Top of INFORMATION GIVEN

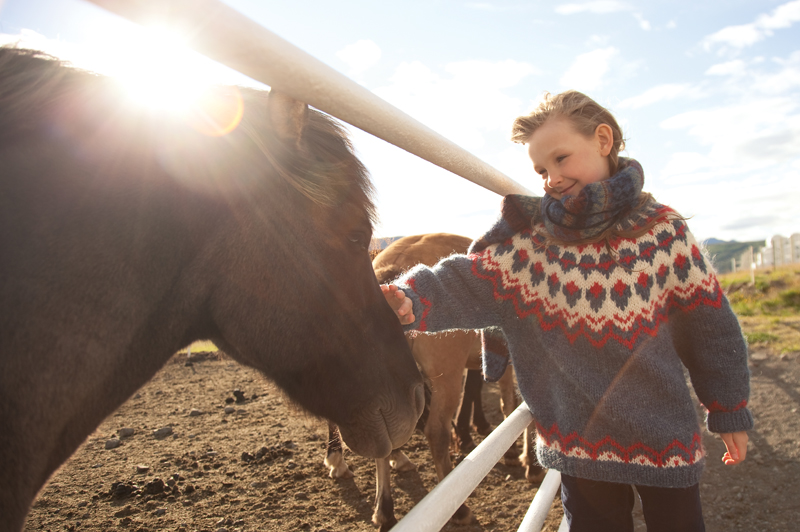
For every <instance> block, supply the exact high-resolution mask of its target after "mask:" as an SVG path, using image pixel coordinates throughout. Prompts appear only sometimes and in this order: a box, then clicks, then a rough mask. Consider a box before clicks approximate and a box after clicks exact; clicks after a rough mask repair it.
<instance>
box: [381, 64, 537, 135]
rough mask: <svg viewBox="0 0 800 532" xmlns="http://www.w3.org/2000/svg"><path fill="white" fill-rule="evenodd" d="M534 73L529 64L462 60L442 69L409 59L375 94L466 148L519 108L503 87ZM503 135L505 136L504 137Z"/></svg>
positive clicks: (502, 121)
mask: <svg viewBox="0 0 800 532" xmlns="http://www.w3.org/2000/svg"><path fill="white" fill-rule="evenodd" d="M535 72H536V69H535V68H534V67H533V66H532V65H530V64H529V63H524V62H519V61H514V60H510V59H509V60H506V61H500V62H496V63H492V62H488V61H461V62H455V63H450V64H448V65H446V66H445V69H444V73H442V74H440V73H438V72H435V71H433V70H432V69H431V68H429V67H428V66H427V65H425V64H423V63H421V62H419V61H414V62H410V63H402V64H400V66H398V68H397V70H396V71H395V73H394V75H393V76H392V78H391V85H389V86H386V87H380V88H377V89H375V93H376V94H378V95H379V96H380V97H382V98H384V99H386V100H387V101H389V102H391V103H392V104H393V105H395V106H396V107H398V108H400V109H402V110H403V111H405V112H406V113H408V114H409V115H411V116H413V117H414V118H416V119H417V120H419V121H420V122H422V123H423V124H426V125H427V126H429V127H430V128H431V129H433V130H434V131H436V132H438V133H440V134H442V135H444V136H445V137H447V138H449V139H451V140H453V141H454V142H456V143H457V144H459V145H461V146H462V147H464V148H467V149H472V150H474V149H479V148H481V147H483V146H484V144H485V138H484V133H485V132H486V131H497V130H505V129H508V128H509V127H510V124H511V121H512V120H513V119H514V118H515V117H517V116H518V115H519V114H521V112H522V103H521V101H520V100H519V99H517V98H513V97H511V96H509V95H508V93H507V92H506V89H508V88H510V87H513V86H514V85H517V84H518V83H519V82H520V81H521V80H522V79H523V78H525V77H526V76H529V75H531V74H533V73H535ZM504 136H505V135H504Z"/></svg>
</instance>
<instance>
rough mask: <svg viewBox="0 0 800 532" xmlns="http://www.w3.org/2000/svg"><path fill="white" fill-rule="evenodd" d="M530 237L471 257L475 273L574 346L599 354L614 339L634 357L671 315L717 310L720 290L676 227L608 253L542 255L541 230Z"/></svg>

Bottom of INFORMATION GIVEN

* [INSTRUCTIONS FOR THE TASK]: The records above need to be reproduced exactly, with all images omitted.

* [YOUR RESPONSE]:
For every <instance> block, supply the exact high-resolution mask of its target after "mask:" as an SVG path, using image pixel coordinates throughout. Prompts appear only sometimes and in this order: a box, then clicks, then a rough mask. Consider a box before clicks approximate and a box after clicks exact; clicks after a rough mask repair it.
<instance>
box: [381, 64, 537, 135]
rough mask: <svg viewBox="0 0 800 532" xmlns="http://www.w3.org/2000/svg"><path fill="white" fill-rule="evenodd" d="M534 73L529 64L462 60L442 69L409 59L375 94L466 148L519 108L503 87ZM503 135L505 136L504 137Z"/></svg>
positive clicks: (502, 121)
mask: <svg viewBox="0 0 800 532" xmlns="http://www.w3.org/2000/svg"><path fill="white" fill-rule="evenodd" d="M535 72H536V69H535V68H534V67H533V66H532V65H530V64H529V63H524V62H519V61H514V60H510V59H509V60H506V61H500V62H496V63H492V62H488V61H461V62H455V63H450V64H448V65H446V66H445V69H444V73H442V74H440V73H438V72H435V71H433V70H432V69H431V68H429V67H428V66H427V65H425V64H423V63H421V62H419V61H414V62H410V63H402V64H400V66H398V68H397V70H396V71H395V73H394V75H393V76H392V78H391V85H389V86H386V87H380V88H377V89H375V93H376V94H378V95H379V96H380V97H382V98H384V99H386V100H387V101H389V102H391V103H392V104H393V105H395V106H396V107H398V108H400V109H402V110H403V111H405V112H406V113H408V114H409V115H411V116H413V117H414V118H416V119H417V120H419V121H420V122H422V123H423V124H426V125H427V126H429V127H430V128H431V129H433V130H434V131H436V132H438V133H440V134H442V135H444V136H445V137H447V138H449V139H451V140H453V141H454V142H456V143H457V144H459V145H461V146H462V147H464V148H467V149H472V150H474V149H479V148H481V147H483V146H484V144H485V138H484V133H485V132H486V131H497V130H505V129H508V128H509V127H510V124H511V121H512V120H513V119H514V118H515V117H517V116H518V115H519V114H521V112H522V103H521V101H520V100H519V99H517V98H513V97H511V96H509V95H508V93H507V92H506V89H508V88H510V87H513V86H514V85H517V84H518V83H519V82H520V81H521V80H522V79H523V78H525V77H526V76H529V75H531V74H533V73H535ZM504 136H505V135H504Z"/></svg>
</instance>
<instance>
rough mask: <svg viewBox="0 0 800 532" xmlns="http://www.w3.org/2000/svg"><path fill="white" fill-rule="evenodd" d="M530 237L471 257L475 273L574 346L599 354L614 339L634 357L671 315L717 310L720 290L676 227L608 253L542 255L541 230Z"/></svg>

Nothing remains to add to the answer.